- Born: 1942 (age 83–84) United States
- Occupation: Writer

= C. S. Godshalk =

American author (born 1942)

Christina Soccolich Godshalk (born 1942), known mainly by her pen name of C. S. Godshalk, is an American writer. She was born and grew up in New York City and became a journalist before she began writing fiction. After living for nearly twenty years in Singapore and Southeast Asia with her husband and children, she published her debut novel Kalimantaan in 1988 after years of research. She has also published two short stories which were included in annual collections of The Best American Short Stories as well as travel essays.

Given material:
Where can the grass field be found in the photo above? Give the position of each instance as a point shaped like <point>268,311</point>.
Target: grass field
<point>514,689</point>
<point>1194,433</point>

Instructions:
a) From the Godshalk profile, repeat word for word the passage that starts at the words "Christina Soccolich Godshalk" and stops after "as travel essays.".
b) According to the Godshalk profile, what was the title of her debut novel, and in what year was it published?

Completed exercise:
a)
Christina Soccolich Godshalk (born 1942), known mainly by her pen name of C. S. Godshalk, is an American writer. She was born and grew up in New York City and became a journalist before she began writing fiction. After living for nearly twenty years in Singapore and Southeast Asia with her husband and children, she published her debut novel Kalimantaan in 1988 after years of research. She has also published two short stories which were included in annual collections of The Best American Short Stories as well as travel essays.

b) Kalimantaan, published in 1988.